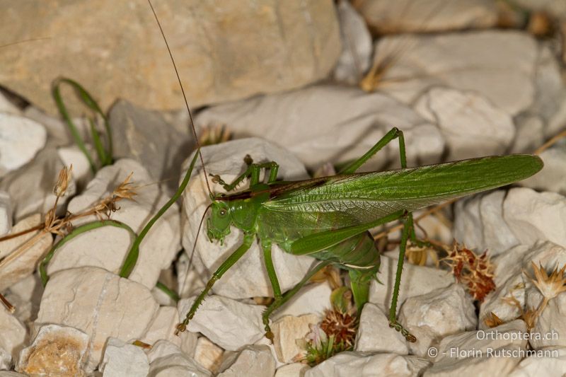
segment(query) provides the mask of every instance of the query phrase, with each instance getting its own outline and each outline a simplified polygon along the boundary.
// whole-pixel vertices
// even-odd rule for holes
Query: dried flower
[[[466,246],[461,246],[454,241],[451,251],[443,260],[452,268],[452,274],[456,280],[465,284],[470,294],[480,302],[495,289],[493,265],[487,253],[486,250],[477,255]]]
[[[562,292],[566,291],[566,279],[564,277],[566,265],[562,266],[560,270],[558,267],[555,267],[549,276],[542,265],[539,264],[537,268],[534,262],[531,262],[531,263],[533,265],[533,271],[535,273],[535,278],[533,279],[529,275],[527,277],[529,277],[531,282],[536,286],[547,302]]]
[[[59,172],[59,178],[55,186],[53,187],[53,193],[57,198],[62,197],[65,195],[67,189],[69,187],[69,182],[71,181],[71,174],[73,172],[73,166],[67,169],[67,166],[64,166]]]
[[[504,323],[503,320],[497,317],[497,315],[493,312],[490,312],[490,314],[487,315],[483,320],[483,323],[485,323],[486,326],[490,327],[495,327]]]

****

--- What is asked ---
Reproduce the records above word for word, including every outline. Leave out the picture.

--- The completed task ---
segment(query) provides the mask of every instance of the query phrase, with each instance getting its own outline and each outline a simplified polygon along the boundary.
// whole-pixel vertices
// even-odd rule for holes
Query: dried flower
[[[466,246],[461,246],[454,241],[451,251],[443,260],[452,268],[452,274],[456,280],[465,284],[470,294],[480,302],[495,289],[493,265],[487,253],[486,250],[477,255]]]
[[[562,292],[566,291],[566,279],[564,277],[566,265],[562,266],[560,270],[558,267],[555,267],[549,276],[542,265],[539,264],[537,268],[534,262],[531,262],[531,263],[533,265],[533,271],[535,273],[535,278],[533,279],[529,275],[527,277],[529,277],[531,282],[536,286],[547,302]]]
[[[59,172],[59,178],[55,186],[53,187],[53,193],[57,198],[62,197],[65,195],[67,189],[69,187],[69,182],[71,181],[71,174],[73,172],[73,166],[67,169],[67,166],[64,166]]]
[[[504,323],[503,320],[497,317],[497,315],[493,312],[490,312],[490,314],[487,315],[483,320],[483,323],[485,323],[486,326],[490,327],[495,327]]]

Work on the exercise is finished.